Give all the data below as a two-column CSV headed input and output, with one row for each thing asked and its answer. Put each field in double quotes, replace line breaks with spaces, and leave out the pictures.

Dataset excerpts

○ ○ ○

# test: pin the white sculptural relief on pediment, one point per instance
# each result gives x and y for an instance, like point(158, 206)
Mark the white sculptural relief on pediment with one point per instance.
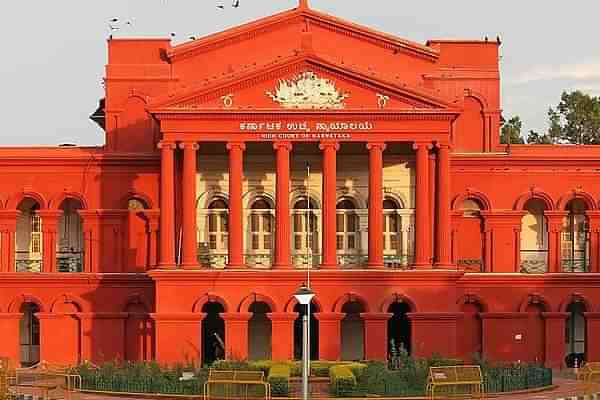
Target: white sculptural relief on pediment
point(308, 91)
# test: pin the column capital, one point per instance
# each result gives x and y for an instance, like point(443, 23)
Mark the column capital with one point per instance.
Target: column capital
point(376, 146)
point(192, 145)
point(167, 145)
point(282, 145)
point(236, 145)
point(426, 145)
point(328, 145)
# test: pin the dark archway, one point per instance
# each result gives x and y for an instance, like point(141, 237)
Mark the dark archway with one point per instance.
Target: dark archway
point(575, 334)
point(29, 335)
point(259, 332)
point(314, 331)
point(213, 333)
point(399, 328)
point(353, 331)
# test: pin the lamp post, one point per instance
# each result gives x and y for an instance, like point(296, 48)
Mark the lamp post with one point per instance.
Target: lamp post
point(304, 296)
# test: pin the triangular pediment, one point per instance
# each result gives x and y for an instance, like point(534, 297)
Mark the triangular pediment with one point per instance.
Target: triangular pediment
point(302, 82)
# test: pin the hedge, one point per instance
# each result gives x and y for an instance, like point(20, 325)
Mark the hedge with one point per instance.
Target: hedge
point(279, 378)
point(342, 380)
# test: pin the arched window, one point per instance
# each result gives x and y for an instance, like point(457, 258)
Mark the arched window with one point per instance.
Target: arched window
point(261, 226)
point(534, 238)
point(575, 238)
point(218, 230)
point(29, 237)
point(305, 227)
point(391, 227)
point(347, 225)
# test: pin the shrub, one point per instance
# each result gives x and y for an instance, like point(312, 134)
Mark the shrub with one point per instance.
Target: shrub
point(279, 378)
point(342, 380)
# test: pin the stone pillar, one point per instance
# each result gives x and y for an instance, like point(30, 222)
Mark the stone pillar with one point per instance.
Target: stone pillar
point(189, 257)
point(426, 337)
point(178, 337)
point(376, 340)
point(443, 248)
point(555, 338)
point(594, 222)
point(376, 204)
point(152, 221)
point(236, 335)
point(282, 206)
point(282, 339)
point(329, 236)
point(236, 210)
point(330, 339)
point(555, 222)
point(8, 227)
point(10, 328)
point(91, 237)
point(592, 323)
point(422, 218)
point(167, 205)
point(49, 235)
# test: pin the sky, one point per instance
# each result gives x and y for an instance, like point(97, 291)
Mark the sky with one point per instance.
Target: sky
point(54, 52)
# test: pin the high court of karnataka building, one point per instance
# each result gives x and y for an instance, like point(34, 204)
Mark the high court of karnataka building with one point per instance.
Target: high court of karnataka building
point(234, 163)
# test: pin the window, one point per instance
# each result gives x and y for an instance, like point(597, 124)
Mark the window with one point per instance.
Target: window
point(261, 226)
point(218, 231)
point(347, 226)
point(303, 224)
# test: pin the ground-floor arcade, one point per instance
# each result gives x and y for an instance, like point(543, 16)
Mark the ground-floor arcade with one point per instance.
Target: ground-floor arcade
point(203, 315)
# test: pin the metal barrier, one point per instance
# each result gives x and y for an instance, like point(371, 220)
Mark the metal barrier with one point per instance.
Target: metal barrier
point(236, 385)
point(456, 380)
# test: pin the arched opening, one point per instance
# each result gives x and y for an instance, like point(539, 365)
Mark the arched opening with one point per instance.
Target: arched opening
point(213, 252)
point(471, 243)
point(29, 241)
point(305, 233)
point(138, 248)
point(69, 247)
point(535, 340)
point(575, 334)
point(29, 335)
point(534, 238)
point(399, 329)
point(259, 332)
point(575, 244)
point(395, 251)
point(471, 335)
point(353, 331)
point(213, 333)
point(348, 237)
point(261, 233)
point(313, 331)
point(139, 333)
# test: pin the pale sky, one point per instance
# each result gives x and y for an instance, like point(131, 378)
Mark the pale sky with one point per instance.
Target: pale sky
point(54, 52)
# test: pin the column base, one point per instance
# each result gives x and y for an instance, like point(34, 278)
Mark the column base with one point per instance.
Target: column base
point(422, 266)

○ ○ ○

Solution for this task
input,output
"# test: pin the white sculptural relief on pediment, one point per instance # each result gives x and y for an instance, like point(158, 206) Mark the white sculptural relief on pediment with one point per instance. Target: white sculptural relief on pediment","point(308, 91)"
"# test: pin the column capital, one point per instance # each result gives x and y for an instance, like point(443, 23) Mark the column capital with one point per instance. Target: column capital","point(376, 146) point(192, 145) point(167, 145) point(282, 145) point(236, 145) point(426, 145) point(328, 145)"
"# test: pin the dark archway, one point per instance # each result gives x and y for an instance, like point(141, 237) Mark the dark archway with one point per instance. Target: dark archway","point(575, 334) point(29, 335) point(259, 332) point(314, 331) point(213, 333) point(399, 328) point(353, 331)"
"# test: pin the lamp post, one point per instance # each result gives x and y for an instance, like point(296, 48) Mark the lamp post with one point per instance. Target: lamp post","point(304, 296)"
"# test: pin the triangular pediment, one point per instance # each result gives x and y for an instance, like point(534, 297) Mark the triangular pediment with one point per instance. Target: triangular pediment","point(302, 82)"
"# test: pin the hedge, one point per instance # each result gives x and y for an instance, like point(20, 325) Mark the hedge with one point per instance. Target: hedge","point(279, 378) point(342, 380)"
"# test: pin the arched window, one point per instance # each result gives x and y for an instance, like point(457, 258) Mark the arched window with one point per instance. Target: arched window","point(261, 226) point(534, 238) point(575, 238) point(218, 230) point(29, 237) point(305, 227) point(391, 227) point(347, 225)"
"# test: pin the shrub, one point per instance # each result gives x and y for an instance, like point(312, 134) Mark the shrub with one point per instance. Target: shrub","point(279, 378) point(342, 380)"
"# test: pin the stone pillar, one point per instance # each result gives x and y for an instance, like point(30, 222) Mark the stone pillar with one point per instance. Target: stone pillar","point(189, 257) point(426, 337) point(178, 337) point(376, 340) point(443, 248) point(555, 338) point(594, 222) point(376, 204) point(152, 221) point(236, 335) point(282, 206) point(282, 339) point(329, 236) point(236, 210) point(330, 339) point(555, 222) point(8, 227) point(10, 328) point(91, 237) point(592, 323) point(422, 218) point(167, 205) point(49, 235)"
"# test: pin the sky, one point per instance # each result gives x and y for an instance, like point(97, 291) Mark the sky with one point per instance. Target: sky","point(54, 52)"
"# test: pin the high court of karnataka building, one point per instance # each result gives x and y for an instance, like point(34, 204) Mark the high court of karnataka building with one point per instance. Target: high court of karnataka building","point(234, 163)"
"# test: pin the window, one point per instance # each result gives x and y for an instance, like point(597, 124) Mark the window with one point per instance. Target: window","point(261, 226) point(218, 231) point(347, 226) point(303, 224)"
"# test: pin the ground-floor arcade, one point per instance # each result gives x and y for an instance, like point(543, 16) Mark the ground-floor arcade with one point per instance. Target: ground-floor arcade","point(203, 315)"
"# test: pin the metal barrier, one point per instance # each result gives x and y for an instance, like point(371, 220) Mark the metal barrier with one point per instance. Target: metal barrier","point(236, 385) point(456, 380)"
"# test: pin the arched opening, one point per instance # each result gives x and y for an instance, like point(539, 365) Mark the arched opening with one point per instance. Target: arched opening","point(213, 252) point(471, 243) point(29, 241) point(305, 233) point(138, 248) point(69, 247) point(535, 340) point(575, 334) point(29, 335) point(534, 238) point(399, 329) point(259, 332) point(575, 244) point(395, 251) point(471, 335) point(353, 331) point(213, 333) point(348, 237) point(261, 233) point(313, 331) point(139, 333)"
"# test: pin the pale sky, one point per instance # each result gives x and y for an instance, like point(131, 378) Mark the pale sky with one point per instance. Target: pale sky","point(54, 52)"
"# test: pin the column base, one point per instance # each result gives x and y for an instance, like point(34, 278) Mark the column base with one point per instance. Target: column base","point(422, 266)"